## [Opdracht]
Zet de tekst over onderwijs en pastoraal in Don Boscoscholen voort, aansluitend op de laatste zin.

## [Te lezen fragment]

Wiskunde zijn de tafels van vermenigvuldiging maar zijn ook orde en harmonie. Wiskunde zit in de natuur, in muziek,... Zo is spraakkunst vooral de kunst van het spreken, waarbij mensen aangesproken worden.” In onze scholen kunnen leerlingen, vanuit (w)onderwijs unieke scheppende mensen worden, die de werkelijkheid nog beter en menselijker kunnen maken. Dit naar het voorbeeld van Jezus Christus. Professor Claes verwoordde het mooi door te zeggen: “Jezus op school moet iets zijn van elke dag”. Wil men met onderwijzen het wonder wijzen dan zijn pastoraal en onderwijs dus onlosmakelijk met elkaar verbonden en dient opvoeding zich tot doel stellen: inzicht verschaffen in wat men in de diepte leert: leren leren, leren handelen, leren (samen) leven, leren van en in religie, leren zijn.
Wereldburger
Ook Don Boscoscholen worden geconfronteerd met jongeren van niet-Belgische origine en de islam als religie. Kunnen wij hen een stukje van de spiritualiteit van Don Bosco aanreiken? “Moet er een verschil in aanpak zijn tussen Belgische leerlingen en leerlingen van niet-Belgische origine? Geldt voor alle leerlingen niet: groeien naar vrijheid, verantwoordelijkheid, verbondenheid en zingeving? Zijn de voorwaarden voor kwalitatief onderwijs niet voor alle leerlingen dezelfde: acceptatie en uitdaging? Dient de basishouding van elke leraar niet te zijn: respect voor het ‘andere’, geïnspireerd, kwalitatief aanwezig, in dialoog, voorleven, geëngageerd, authentiek, transparant, ‘leer’- krachtgericht, verbindend, structuur biedend, samenwerkend en innovatief. Ik zou aan leidinggevenden en leraren dus zeggen: gewoon doen en zeker niet labelen.

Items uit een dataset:

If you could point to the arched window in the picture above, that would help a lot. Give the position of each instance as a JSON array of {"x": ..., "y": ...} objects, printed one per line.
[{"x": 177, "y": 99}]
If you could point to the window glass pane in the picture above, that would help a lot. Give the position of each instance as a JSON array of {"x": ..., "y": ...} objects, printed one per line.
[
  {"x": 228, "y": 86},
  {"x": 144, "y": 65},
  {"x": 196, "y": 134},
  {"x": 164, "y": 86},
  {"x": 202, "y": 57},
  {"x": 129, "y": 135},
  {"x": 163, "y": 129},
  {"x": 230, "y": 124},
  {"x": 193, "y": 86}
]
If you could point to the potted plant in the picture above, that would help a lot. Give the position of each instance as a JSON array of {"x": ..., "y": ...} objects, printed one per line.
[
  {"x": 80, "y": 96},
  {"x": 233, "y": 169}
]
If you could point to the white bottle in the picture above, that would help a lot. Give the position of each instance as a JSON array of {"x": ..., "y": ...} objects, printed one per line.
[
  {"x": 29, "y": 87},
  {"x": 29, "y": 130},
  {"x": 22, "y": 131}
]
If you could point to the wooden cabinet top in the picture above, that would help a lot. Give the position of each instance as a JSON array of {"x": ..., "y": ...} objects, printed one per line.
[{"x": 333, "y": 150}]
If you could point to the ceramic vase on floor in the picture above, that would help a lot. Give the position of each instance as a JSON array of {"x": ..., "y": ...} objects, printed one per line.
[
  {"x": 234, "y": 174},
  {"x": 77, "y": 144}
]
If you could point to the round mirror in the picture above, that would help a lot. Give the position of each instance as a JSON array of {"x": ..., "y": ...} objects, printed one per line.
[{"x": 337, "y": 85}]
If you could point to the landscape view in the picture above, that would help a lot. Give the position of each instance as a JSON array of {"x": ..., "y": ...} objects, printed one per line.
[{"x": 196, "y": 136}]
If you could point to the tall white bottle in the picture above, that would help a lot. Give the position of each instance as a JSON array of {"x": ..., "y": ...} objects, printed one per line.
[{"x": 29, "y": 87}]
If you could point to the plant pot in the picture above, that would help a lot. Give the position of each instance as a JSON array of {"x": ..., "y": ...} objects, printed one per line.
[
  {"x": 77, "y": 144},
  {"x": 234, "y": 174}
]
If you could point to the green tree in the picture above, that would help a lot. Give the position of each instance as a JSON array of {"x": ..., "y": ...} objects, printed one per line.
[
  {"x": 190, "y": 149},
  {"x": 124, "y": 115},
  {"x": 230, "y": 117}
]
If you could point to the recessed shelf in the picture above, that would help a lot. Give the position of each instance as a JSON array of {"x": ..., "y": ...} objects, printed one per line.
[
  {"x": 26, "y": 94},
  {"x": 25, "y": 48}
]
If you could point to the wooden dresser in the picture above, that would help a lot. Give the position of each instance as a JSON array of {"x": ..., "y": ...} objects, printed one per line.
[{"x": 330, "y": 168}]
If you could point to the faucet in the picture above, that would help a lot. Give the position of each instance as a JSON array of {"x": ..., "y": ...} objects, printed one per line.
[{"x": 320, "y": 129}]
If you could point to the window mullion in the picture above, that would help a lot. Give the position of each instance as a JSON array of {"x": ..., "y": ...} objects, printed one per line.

## [Antwoord]
Vertrek van het punt waar de jongere staat en niet vanop de plaats waar hij zou moeten staan. Ga met hem in dialoog en geef hierbij, vanuit je eigen vorming en vanuit het hier en nu, een gelovig antwoord met de mogelijkheden waarover je beschikt. Wees kwalitatief aanwezig, deel en vier het leven en geef jongeren, als wereldburger en rentmeester, hoop op toekomst. Samen zijn we allen verantwoordelijk voor het behoud en de toekomst van de kosmos.”
Accent op talent
Kun je ons kort nog iets vertellen over je taak in de commissie van toezicht voor de gevangenissen van Brugge en Ruiselede? “Ik ben er lid van. Samen met de 14 collega’s houden we onafhankelijk toezicht op de gevangenissen van Brugge en Ruiselede. We volgen er het reilen en zeilen op en waken over de rechten van de gedetineerden. We hebben gesprekken met gevangenen, penitentiair beambten, diensten en directies. We luisteren naar de bekommernissen van de gedetineerden en zijn verbindingspersoon bij conflicten. Als onderwijsmens stel ik vast dat een gevangenis niet onmiddellijk een plaats is waar het welbevinden heel hoog ligt. Toch leren de mensen er. Hun voldoening groeit op het moment dat ze op hun talenten worden aangesproken, iets bijleren en beheersen. Ik ben ervan overtuigd dat, ook in gevangenissen, onderwijs belangrijk is. Zeker als ze met herstelbeleid bezig zijn in plaats van met sanctiebeleid. Laat gedetineerden kennis maken met taal, kunst, literatuur,… Hierdoor kunnen hun menselijke gevoelens en zelfwaarde groeien. Die kansen moeten ze krijgen, willen ze opnieuw op een positieve wijze geïntegreerd worden in de samenleving.”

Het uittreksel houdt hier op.